- [What you should do]
Pull out every line in the items below that contains the word "horizontal", and copy each of those lines in full.

- [Extracted data]

------------------------------------------------

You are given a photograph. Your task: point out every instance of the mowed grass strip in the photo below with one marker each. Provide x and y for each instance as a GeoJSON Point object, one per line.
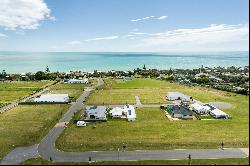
{"type": "Point", "coordinates": [112, 134]}
{"type": "Point", "coordinates": [236, 161]}
{"type": "Point", "coordinates": [152, 130]}
{"type": "Point", "coordinates": [150, 91]}
{"type": "Point", "coordinates": [157, 133]}
{"type": "Point", "coordinates": [14, 91]}
{"type": "Point", "coordinates": [27, 125]}
{"type": "Point", "coordinates": [74, 90]}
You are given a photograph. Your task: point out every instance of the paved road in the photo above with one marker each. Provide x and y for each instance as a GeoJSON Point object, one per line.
{"type": "Point", "coordinates": [20, 154]}
{"type": "Point", "coordinates": [46, 149]}
{"type": "Point", "coordinates": [47, 144]}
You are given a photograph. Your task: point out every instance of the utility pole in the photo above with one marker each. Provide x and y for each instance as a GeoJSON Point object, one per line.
{"type": "Point", "coordinates": [118, 153]}
{"type": "Point", "coordinates": [189, 159]}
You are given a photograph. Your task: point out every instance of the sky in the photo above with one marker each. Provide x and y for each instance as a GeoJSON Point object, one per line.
{"type": "Point", "coordinates": [124, 25]}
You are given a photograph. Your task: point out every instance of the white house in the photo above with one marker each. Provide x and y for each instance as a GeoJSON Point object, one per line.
{"type": "Point", "coordinates": [50, 98]}
{"type": "Point", "coordinates": [95, 113]}
{"type": "Point", "coordinates": [77, 81]}
{"type": "Point", "coordinates": [127, 111]}
{"type": "Point", "coordinates": [216, 113]}
{"type": "Point", "coordinates": [171, 96]}
{"type": "Point", "coordinates": [81, 123]}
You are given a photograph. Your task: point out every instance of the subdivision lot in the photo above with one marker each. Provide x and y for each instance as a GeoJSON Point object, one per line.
{"type": "Point", "coordinates": [152, 130]}
{"type": "Point", "coordinates": [150, 91]}
{"type": "Point", "coordinates": [74, 90]}
{"type": "Point", "coordinates": [26, 125]}
{"type": "Point", "coordinates": [13, 91]}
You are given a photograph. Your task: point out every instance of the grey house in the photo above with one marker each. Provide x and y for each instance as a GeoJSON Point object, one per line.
{"type": "Point", "coordinates": [95, 113]}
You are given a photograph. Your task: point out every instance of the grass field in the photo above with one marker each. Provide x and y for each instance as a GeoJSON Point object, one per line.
{"type": "Point", "coordinates": [243, 161]}
{"type": "Point", "coordinates": [150, 91]}
{"type": "Point", "coordinates": [26, 125]}
{"type": "Point", "coordinates": [13, 91]}
{"type": "Point", "coordinates": [152, 130]}
{"type": "Point", "coordinates": [74, 90]}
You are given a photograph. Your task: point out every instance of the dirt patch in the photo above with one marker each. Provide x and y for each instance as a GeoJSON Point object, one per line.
{"type": "Point", "coordinates": [221, 105]}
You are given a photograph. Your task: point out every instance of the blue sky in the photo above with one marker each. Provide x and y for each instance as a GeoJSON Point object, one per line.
{"type": "Point", "coordinates": [124, 25]}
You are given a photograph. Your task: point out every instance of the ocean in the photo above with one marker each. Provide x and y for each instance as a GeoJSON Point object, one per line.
{"type": "Point", "coordinates": [20, 62]}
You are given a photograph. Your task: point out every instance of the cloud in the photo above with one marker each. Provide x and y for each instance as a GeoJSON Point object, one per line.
{"type": "Point", "coordinates": [150, 17]}
{"type": "Point", "coordinates": [23, 14]}
{"type": "Point", "coordinates": [103, 38]}
{"type": "Point", "coordinates": [162, 17]}
{"type": "Point", "coordinates": [140, 19]}
{"type": "Point", "coordinates": [2, 35]}
{"type": "Point", "coordinates": [137, 33]}
{"type": "Point", "coordinates": [75, 43]}
{"type": "Point", "coordinates": [217, 37]}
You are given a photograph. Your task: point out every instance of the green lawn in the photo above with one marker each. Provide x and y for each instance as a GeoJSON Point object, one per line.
{"type": "Point", "coordinates": [236, 161]}
{"type": "Point", "coordinates": [74, 90]}
{"type": "Point", "coordinates": [152, 130]}
{"type": "Point", "coordinates": [150, 91]}
{"type": "Point", "coordinates": [13, 91]}
{"type": "Point", "coordinates": [27, 125]}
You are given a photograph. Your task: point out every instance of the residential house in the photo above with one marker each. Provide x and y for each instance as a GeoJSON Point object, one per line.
{"type": "Point", "coordinates": [127, 111]}
{"type": "Point", "coordinates": [51, 98]}
{"type": "Point", "coordinates": [171, 96]}
{"type": "Point", "coordinates": [95, 113]}
{"type": "Point", "coordinates": [78, 81]}
{"type": "Point", "coordinates": [180, 111]}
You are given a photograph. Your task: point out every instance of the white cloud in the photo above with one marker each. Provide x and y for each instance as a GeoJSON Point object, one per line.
{"type": "Point", "coordinates": [2, 35]}
{"type": "Point", "coordinates": [103, 38]}
{"type": "Point", "coordinates": [23, 14]}
{"type": "Point", "coordinates": [75, 43]}
{"type": "Point", "coordinates": [145, 18]}
{"type": "Point", "coordinates": [137, 33]}
{"type": "Point", "coordinates": [162, 17]}
{"type": "Point", "coordinates": [150, 17]}
{"type": "Point", "coordinates": [211, 38]}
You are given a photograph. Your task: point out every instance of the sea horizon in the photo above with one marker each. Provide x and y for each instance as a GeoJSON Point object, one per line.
{"type": "Point", "coordinates": [23, 62]}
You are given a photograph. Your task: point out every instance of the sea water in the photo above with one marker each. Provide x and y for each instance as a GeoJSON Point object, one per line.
{"type": "Point", "coordinates": [20, 62]}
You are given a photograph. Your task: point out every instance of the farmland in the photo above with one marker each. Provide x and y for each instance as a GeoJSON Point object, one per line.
{"type": "Point", "coordinates": [152, 130]}
{"type": "Point", "coordinates": [74, 90]}
{"type": "Point", "coordinates": [13, 91]}
{"type": "Point", "coordinates": [26, 125]}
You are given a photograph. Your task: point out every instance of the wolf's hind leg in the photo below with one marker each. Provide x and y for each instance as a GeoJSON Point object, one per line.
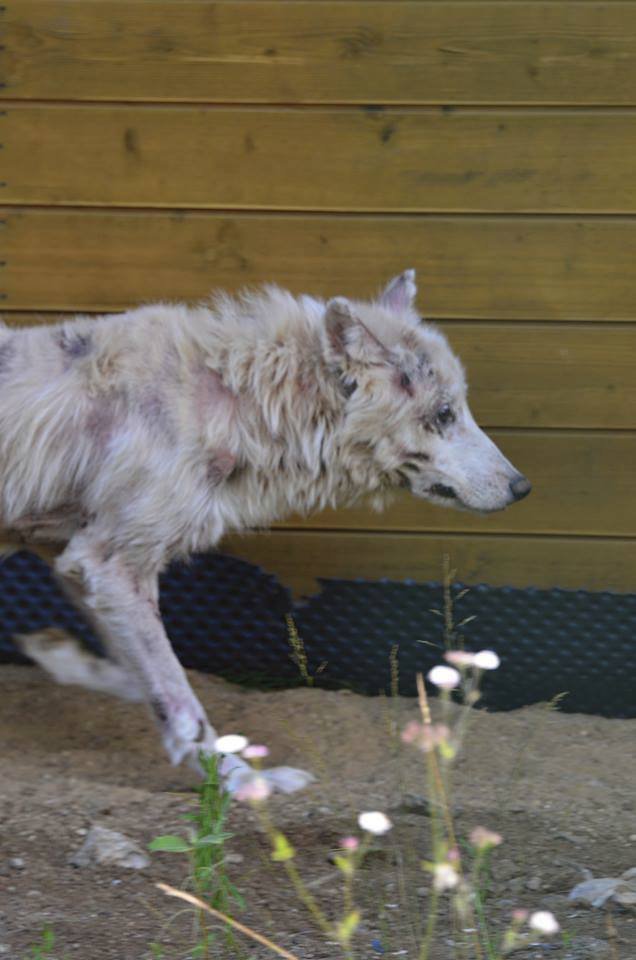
{"type": "Point", "coordinates": [69, 662]}
{"type": "Point", "coordinates": [122, 603]}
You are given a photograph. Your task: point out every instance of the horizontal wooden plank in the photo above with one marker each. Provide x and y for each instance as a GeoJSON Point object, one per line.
{"type": "Point", "coordinates": [583, 483]}
{"type": "Point", "coordinates": [528, 374]}
{"type": "Point", "coordinates": [311, 52]}
{"type": "Point", "coordinates": [469, 268]}
{"type": "Point", "coordinates": [562, 375]}
{"type": "Point", "coordinates": [300, 558]}
{"type": "Point", "coordinates": [399, 160]}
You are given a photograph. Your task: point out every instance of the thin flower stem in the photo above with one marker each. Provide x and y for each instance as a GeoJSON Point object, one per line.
{"type": "Point", "coordinates": [430, 925]}
{"type": "Point", "coordinates": [301, 890]}
{"type": "Point", "coordinates": [201, 905]}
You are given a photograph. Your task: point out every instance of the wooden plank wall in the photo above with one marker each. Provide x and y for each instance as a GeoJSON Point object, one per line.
{"type": "Point", "coordinates": [159, 148]}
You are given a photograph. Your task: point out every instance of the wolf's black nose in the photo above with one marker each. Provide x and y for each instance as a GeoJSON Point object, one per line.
{"type": "Point", "coordinates": [520, 487]}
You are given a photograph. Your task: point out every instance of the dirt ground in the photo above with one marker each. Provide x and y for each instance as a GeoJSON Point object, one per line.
{"type": "Point", "coordinates": [559, 788]}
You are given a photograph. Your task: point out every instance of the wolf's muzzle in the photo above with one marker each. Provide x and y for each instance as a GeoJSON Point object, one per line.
{"type": "Point", "coordinates": [520, 487]}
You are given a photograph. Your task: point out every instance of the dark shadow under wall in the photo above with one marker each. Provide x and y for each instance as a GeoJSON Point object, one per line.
{"type": "Point", "coordinates": [227, 617]}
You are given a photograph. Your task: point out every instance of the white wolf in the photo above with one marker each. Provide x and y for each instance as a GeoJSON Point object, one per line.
{"type": "Point", "coordinates": [129, 440]}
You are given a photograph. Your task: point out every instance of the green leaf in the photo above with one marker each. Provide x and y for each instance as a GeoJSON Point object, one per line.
{"type": "Point", "coordinates": [283, 849]}
{"type": "Point", "coordinates": [212, 838]}
{"type": "Point", "coordinates": [344, 864]}
{"type": "Point", "coordinates": [170, 844]}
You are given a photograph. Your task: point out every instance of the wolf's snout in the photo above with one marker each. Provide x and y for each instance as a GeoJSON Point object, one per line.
{"type": "Point", "coordinates": [520, 487]}
{"type": "Point", "coordinates": [441, 490]}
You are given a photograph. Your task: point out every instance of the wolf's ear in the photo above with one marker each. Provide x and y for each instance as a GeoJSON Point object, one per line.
{"type": "Point", "coordinates": [349, 338]}
{"type": "Point", "coordinates": [399, 294]}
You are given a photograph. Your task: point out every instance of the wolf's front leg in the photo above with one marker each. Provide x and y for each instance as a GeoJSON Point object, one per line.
{"type": "Point", "coordinates": [123, 605]}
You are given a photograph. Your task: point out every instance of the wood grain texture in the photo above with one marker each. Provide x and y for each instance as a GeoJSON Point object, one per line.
{"type": "Point", "coordinates": [300, 558]}
{"type": "Point", "coordinates": [312, 52]}
{"type": "Point", "coordinates": [583, 483]}
{"type": "Point", "coordinates": [562, 375]}
{"type": "Point", "coordinates": [469, 268]}
{"type": "Point", "coordinates": [527, 374]}
{"type": "Point", "coordinates": [327, 159]}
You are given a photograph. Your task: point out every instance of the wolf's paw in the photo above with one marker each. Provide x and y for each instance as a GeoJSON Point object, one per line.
{"type": "Point", "coordinates": [237, 775]}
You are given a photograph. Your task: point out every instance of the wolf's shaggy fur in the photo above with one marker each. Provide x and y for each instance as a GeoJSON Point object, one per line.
{"type": "Point", "coordinates": [133, 439]}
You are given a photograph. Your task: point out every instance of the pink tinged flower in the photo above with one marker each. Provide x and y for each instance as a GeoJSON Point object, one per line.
{"type": "Point", "coordinates": [446, 678]}
{"type": "Point", "coordinates": [255, 751]}
{"type": "Point", "coordinates": [373, 821]}
{"type": "Point", "coordinates": [486, 660]}
{"type": "Point", "coordinates": [543, 922]}
{"type": "Point", "coordinates": [483, 839]}
{"type": "Point", "coordinates": [350, 843]}
{"type": "Point", "coordinates": [445, 877]}
{"type": "Point", "coordinates": [230, 743]}
{"type": "Point", "coordinates": [254, 790]}
{"type": "Point", "coordinates": [425, 736]}
{"type": "Point", "coordinates": [459, 658]}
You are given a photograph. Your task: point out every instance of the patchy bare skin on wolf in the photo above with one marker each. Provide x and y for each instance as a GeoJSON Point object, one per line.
{"type": "Point", "coordinates": [185, 424]}
{"type": "Point", "coordinates": [74, 344]}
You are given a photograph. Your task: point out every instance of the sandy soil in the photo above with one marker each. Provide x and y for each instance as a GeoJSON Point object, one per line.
{"type": "Point", "coordinates": [559, 787]}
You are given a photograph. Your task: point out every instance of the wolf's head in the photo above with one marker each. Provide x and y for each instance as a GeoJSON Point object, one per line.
{"type": "Point", "coordinates": [407, 409]}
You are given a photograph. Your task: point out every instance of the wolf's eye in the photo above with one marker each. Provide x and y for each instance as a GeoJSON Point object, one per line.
{"type": "Point", "coordinates": [445, 415]}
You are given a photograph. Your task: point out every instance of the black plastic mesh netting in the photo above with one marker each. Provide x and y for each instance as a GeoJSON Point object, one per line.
{"type": "Point", "coordinates": [228, 617]}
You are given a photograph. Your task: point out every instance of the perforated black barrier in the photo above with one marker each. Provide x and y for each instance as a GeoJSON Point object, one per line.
{"type": "Point", "coordinates": [227, 617]}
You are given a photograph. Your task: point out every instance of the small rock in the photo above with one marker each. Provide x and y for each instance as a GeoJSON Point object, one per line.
{"type": "Point", "coordinates": [587, 948]}
{"type": "Point", "coordinates": [414, 803]}
{"type": "Point", "coordinates": [597, 891]}
{"type": "Point", "coordinates": [104, 847]}
{"type": "Point", "coordinates": [505, 869]}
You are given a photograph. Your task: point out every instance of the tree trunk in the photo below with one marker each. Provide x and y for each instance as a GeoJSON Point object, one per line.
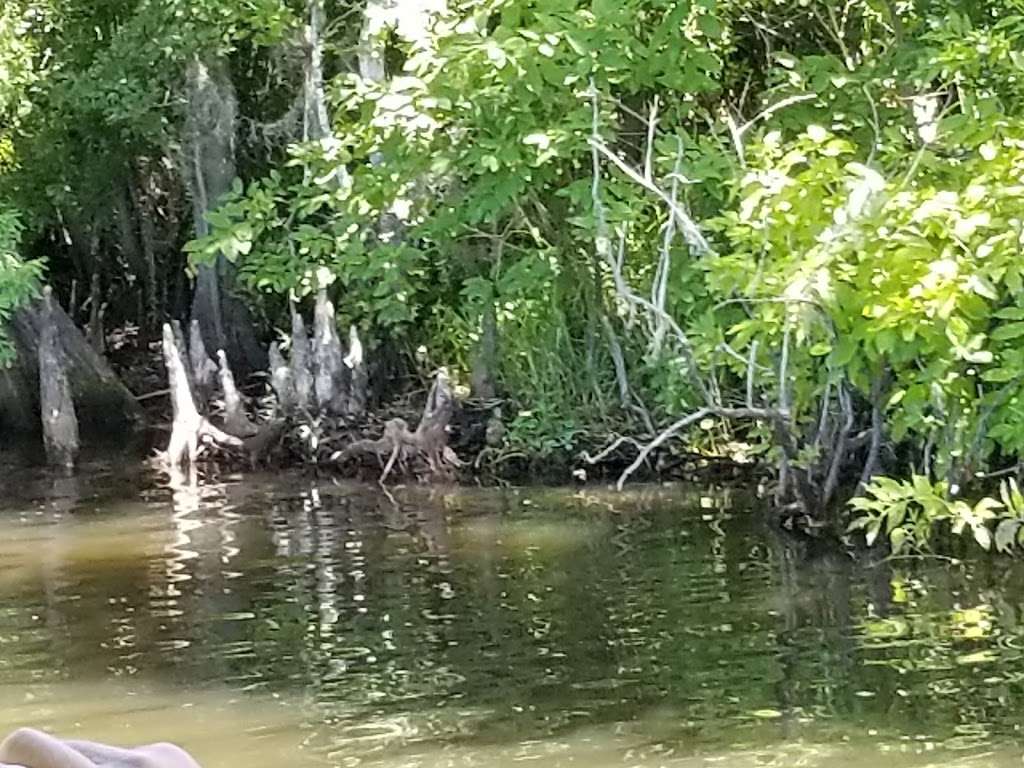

------------------------------------------------

- [Solution for this problem]
You are given a photograph. Your task: point out every instance of the horizontal wooden plank in the photo above with one marker each. Provide x and y for each instance as a GeoJSON Point object, one per line.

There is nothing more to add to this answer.